Page
Les arbitres sont des hommes et non des machines : le jeu est de plus en plus rapide et nous, téléspectateurs, le voyons à travers « les yeux » de dix à vingt caméras de télévision placées de tous les côtés du terrain.
Les arbitres, eux, n’ont pas cet avantage et, de surcroît, n’ont qu’une fraction de seconde pour prendre leur décision, et avec la seule aide de leurs deux assistants.
Pour être acceptées, les sanctions qu’ils prennent doivent en outre être fermes ; l’hésitation, le retour en arrière ne leur sont pas permis.
Leur responsabilité est lourde puisque leur jugement n’est susceptible d’aucun appel, sauf exception.

Cela étant, c’est un miracle que les erreurs d’arbitrage ne soient pas plus nombreuses et plus graves que les erreurs judiciaires ou celles que l’on peut relever dans l’article d’un assez bon journaliste.
Comme le juge, l’arbitre cherche la vérité, s’efforce de faire appliquer les règles. Et, comme le journaliste, il est un observateur qui distribue les bons et les mauvais points.
Mais sa tâche est plus difficile que celle du juge et du journaliste : même s’il est près de l’action et s’il est aidé par les deux arbitres assistants, il ne peut pas tout voir.
Compte tenu de ces impératifs et de ces contraintes, c’est une performance du corps arbitral que les décisions de ses membres n’appellent pas plus de critiques fondées et que les erreurs qu’il leur arrive de commettre changent rarement le résultat d’un match.

Plus que tous autres détenteurs du pouvoir de juger et de sanctionner, ils ont droit à l’erreur, et leur corporation, bien que touchée par les maux d’un football qui draine des sommes colossales, reste dans l’ensemble assez intègre.
Comparé aux mondes judiciaire et médiatique, celui des « hommes en noir » s’en tire à son honneur.
Pourvu que ça dure. Et pourvu que la Fifa se décide à les aider à mieux assurer leur difficile mission.

Données fournies
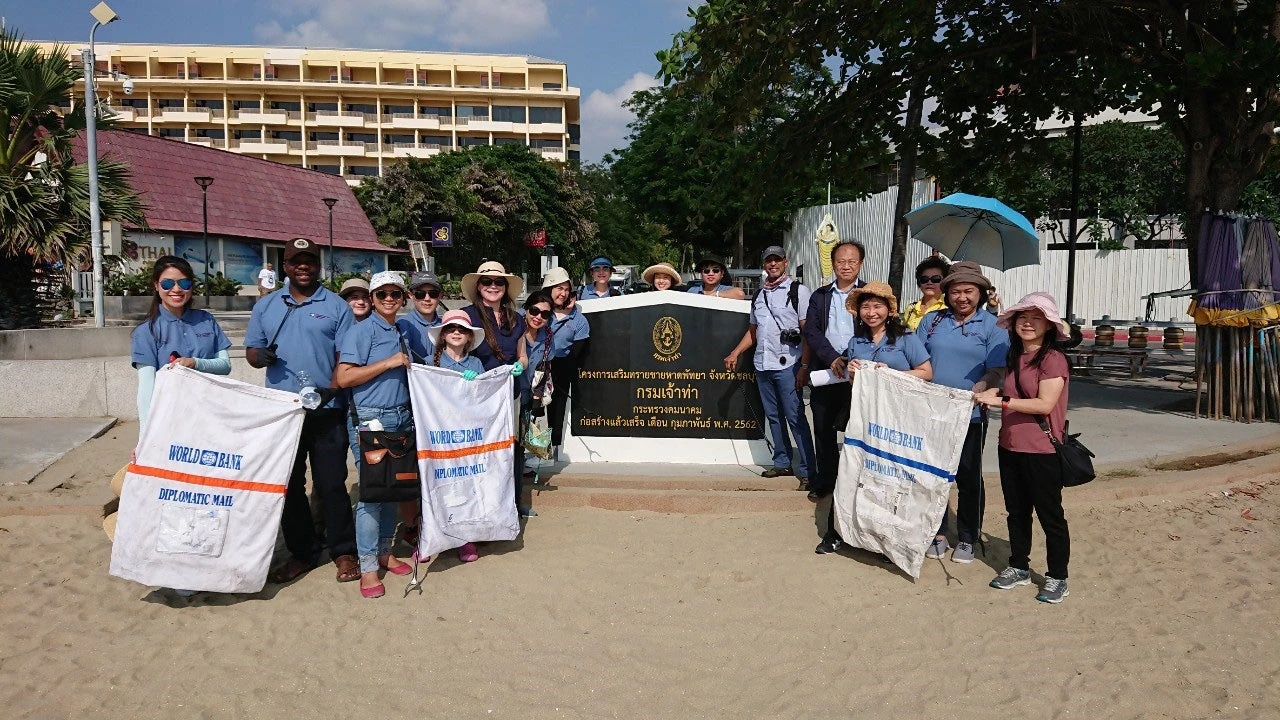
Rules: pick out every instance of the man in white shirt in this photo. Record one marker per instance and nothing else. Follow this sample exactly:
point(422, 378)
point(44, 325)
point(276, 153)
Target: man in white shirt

Exercice court 1
Traduisez en anglais la phrase suivante du texte sur l’arbitrage : « Leur responsabilité est lourde puisque leur jugement n’est susceptible d’aucun appel, sauf exception. »
Exercice court 2
Recopiez, dans le texte sur l’arbitrage, le passage qui s’ouvre sur les mots contenant « Mais sa tâche » et se clôt sur « à son honneur. ».

Réponse complète 1
Their responsibility is heavy, since their judgment is not subject to any appeal, barring exceptions.

Réponse complète 2
Mais sa tâche est plus difficile que celle du juge et du journaliste : même s’il est près de l’action et s’il est aidé par les deux arbitres assistants, il ne peut pas tout voir.
Compte tenu de ces impératifs et de ces contraintes, c’est une performance du corps arbitral que les décisions de ses membres n’appellent pas plus de critiques fondées et que les erreurs qu’il leur arrive de commettre changent rarement le résultat d’un match.

Plus que tous autres détenteurs du pouvoir de juger et de sanctionner, ils ont droit à l’erreur, et leur corporation, bien que touchée par les maux d’un football qui draine des sommes colossales, reste dans l’ensemble assez intègre.
Comparé aux mondes judiciaire et médiatique, celui des « hommes en noir » s’en tire à son honneur.